Data excerpts
──────

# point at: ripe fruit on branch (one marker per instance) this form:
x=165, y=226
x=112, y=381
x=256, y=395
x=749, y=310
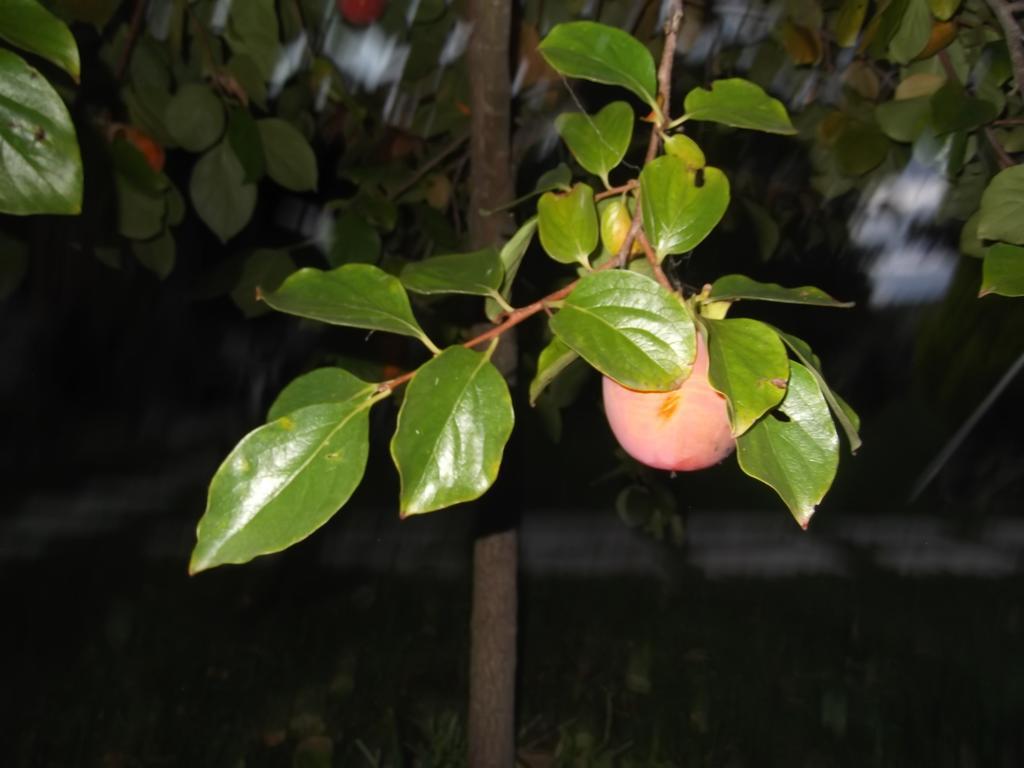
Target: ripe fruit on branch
x=360, y=12
x=683, y=429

──────

→ Task item
Please reproduce the entries above exactly, omitting every picture.

→ Response
# point at: ripe fruit on branch (one marker per instance) this form:
x=165, y=226
x=112, y=381
x=256, y=395
x=749, y=310
Target: ripe fruit on branch
x=360, y=12
x=683, y=429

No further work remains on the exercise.